_Input records_.

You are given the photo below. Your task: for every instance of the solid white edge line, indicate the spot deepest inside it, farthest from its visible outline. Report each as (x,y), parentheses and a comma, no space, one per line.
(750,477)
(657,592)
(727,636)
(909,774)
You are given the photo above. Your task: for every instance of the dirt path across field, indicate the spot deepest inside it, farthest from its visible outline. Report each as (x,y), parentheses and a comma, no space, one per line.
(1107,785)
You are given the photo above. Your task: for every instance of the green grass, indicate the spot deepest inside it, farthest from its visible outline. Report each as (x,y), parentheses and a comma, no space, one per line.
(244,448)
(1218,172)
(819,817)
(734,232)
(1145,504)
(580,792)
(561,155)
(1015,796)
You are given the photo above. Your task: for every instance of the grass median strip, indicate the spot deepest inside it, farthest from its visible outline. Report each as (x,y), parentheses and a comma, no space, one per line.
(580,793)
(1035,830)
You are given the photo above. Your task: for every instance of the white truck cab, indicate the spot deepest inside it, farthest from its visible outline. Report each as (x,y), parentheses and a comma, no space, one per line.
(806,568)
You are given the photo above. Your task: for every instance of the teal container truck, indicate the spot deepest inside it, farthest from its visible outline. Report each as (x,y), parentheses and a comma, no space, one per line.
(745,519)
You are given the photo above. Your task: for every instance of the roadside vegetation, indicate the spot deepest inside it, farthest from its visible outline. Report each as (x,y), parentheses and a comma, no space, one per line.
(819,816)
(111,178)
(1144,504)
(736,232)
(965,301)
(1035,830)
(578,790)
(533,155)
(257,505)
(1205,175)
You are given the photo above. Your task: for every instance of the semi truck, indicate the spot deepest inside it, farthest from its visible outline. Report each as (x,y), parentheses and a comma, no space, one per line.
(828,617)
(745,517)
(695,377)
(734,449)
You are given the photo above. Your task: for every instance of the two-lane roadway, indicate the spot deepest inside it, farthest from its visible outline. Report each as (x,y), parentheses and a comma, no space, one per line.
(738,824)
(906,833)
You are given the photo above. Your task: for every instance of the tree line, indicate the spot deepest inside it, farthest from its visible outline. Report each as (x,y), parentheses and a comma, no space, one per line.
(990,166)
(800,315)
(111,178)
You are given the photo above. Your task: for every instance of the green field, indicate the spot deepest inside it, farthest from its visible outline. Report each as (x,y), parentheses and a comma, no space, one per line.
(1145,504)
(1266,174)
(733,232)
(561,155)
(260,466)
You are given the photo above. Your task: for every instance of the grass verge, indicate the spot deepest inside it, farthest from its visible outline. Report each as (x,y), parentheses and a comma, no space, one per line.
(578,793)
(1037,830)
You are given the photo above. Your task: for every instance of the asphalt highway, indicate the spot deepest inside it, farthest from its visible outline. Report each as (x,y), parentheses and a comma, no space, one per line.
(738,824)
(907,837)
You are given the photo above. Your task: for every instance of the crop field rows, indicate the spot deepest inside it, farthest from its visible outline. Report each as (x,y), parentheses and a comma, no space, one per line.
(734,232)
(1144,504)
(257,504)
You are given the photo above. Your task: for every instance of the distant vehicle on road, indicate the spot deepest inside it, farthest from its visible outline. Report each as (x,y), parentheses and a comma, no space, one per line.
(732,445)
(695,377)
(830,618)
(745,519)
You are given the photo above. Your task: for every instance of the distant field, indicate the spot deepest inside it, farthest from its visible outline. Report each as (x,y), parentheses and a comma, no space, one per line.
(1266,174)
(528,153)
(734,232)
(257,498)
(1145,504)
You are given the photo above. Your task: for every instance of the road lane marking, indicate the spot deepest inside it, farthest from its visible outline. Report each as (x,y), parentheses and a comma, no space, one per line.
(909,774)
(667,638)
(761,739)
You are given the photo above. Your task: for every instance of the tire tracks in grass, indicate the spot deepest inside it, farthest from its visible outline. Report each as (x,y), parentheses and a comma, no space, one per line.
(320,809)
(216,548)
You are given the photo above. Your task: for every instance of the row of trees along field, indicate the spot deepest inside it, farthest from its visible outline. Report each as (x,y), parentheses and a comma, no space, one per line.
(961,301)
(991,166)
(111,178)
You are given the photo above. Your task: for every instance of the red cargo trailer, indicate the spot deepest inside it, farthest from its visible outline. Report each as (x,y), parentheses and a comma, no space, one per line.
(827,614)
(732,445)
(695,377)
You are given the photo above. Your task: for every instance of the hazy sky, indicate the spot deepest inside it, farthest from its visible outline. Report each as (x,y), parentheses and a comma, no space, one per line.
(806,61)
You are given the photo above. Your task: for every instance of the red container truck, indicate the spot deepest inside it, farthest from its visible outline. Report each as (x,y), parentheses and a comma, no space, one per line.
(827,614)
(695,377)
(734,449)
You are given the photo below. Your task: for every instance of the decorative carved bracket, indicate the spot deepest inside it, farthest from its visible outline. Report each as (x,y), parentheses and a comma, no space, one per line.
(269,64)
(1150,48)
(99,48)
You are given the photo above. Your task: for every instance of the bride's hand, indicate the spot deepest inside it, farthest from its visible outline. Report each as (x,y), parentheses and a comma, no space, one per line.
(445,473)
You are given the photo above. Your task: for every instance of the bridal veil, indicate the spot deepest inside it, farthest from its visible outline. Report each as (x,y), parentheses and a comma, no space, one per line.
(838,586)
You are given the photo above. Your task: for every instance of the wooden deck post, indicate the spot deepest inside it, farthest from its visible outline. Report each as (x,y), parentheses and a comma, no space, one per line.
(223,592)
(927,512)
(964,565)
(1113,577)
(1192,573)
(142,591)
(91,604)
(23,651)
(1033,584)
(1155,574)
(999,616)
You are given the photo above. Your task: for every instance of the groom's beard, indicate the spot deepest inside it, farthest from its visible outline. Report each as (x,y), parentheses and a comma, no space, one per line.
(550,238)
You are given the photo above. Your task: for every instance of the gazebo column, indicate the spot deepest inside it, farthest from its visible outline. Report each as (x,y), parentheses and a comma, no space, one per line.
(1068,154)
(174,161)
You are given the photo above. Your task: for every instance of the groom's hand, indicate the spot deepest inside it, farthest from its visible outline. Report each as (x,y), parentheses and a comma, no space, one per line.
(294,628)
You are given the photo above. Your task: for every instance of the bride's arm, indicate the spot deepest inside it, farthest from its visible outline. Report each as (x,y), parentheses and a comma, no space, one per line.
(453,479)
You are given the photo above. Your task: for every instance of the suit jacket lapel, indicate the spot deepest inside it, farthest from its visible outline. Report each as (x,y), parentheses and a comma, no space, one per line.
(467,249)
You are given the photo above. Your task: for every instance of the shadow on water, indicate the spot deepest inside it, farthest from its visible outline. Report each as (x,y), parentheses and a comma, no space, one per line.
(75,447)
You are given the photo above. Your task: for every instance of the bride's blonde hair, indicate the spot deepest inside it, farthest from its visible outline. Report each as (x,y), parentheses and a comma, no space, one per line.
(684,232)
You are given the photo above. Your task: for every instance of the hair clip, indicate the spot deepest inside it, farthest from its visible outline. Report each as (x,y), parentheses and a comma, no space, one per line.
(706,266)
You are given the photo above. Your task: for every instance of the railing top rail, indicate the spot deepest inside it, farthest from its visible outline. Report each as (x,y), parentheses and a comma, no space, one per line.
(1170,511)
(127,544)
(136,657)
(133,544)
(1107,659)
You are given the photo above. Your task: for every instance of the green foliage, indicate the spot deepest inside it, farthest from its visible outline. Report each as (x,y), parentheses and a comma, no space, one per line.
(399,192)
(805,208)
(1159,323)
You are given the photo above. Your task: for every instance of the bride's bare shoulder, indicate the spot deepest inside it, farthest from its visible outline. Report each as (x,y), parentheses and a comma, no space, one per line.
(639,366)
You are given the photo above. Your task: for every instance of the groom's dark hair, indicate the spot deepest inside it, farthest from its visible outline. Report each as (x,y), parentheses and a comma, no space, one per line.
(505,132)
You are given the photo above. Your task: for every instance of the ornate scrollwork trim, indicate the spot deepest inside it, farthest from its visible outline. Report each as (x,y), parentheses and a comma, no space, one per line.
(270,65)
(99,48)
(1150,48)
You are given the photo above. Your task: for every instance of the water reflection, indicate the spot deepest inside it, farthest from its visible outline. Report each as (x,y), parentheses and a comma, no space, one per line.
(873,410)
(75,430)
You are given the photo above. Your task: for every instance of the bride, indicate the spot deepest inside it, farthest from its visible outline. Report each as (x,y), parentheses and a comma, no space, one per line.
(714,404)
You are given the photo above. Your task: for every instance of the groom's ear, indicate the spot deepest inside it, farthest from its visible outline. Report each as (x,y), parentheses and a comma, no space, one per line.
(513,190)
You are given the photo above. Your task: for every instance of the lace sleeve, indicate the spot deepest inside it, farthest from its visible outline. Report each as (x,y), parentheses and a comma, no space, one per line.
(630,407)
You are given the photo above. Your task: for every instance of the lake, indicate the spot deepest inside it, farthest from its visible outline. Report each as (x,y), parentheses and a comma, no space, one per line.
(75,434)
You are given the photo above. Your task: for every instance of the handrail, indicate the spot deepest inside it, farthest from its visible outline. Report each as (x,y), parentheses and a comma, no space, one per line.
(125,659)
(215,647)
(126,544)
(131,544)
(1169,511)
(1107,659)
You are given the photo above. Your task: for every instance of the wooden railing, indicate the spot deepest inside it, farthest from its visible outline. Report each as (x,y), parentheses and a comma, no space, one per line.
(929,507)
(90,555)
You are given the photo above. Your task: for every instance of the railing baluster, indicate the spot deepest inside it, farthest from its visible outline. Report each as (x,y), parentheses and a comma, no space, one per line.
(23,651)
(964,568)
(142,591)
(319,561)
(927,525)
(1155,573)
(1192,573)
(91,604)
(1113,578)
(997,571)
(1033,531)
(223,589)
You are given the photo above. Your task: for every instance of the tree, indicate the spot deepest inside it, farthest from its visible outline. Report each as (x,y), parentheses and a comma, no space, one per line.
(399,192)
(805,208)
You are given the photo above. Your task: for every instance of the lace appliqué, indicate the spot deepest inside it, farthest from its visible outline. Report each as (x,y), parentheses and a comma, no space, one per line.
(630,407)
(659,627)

_What needs to be done_. The expected response consists solely of the lines from the one with "the tree, indicate" through the end of the records, repeated exactly.

_Exercise output_.
You are given the photo above. Your task: for every instance of the tree, indicate the spot deepest inside it, farthest from its visible outline. Report each as (x,y), parentheses and a comma, no space, one per line.
(399,192)
(805,208)
You are given the photo above. Your task: for every instance of the lace appliqué, indicate the spot deepest inside it, farthest from its visible outline. Report each as (x,y), parentheses and a comma, no space, one per line.
(630,407)
(659,627)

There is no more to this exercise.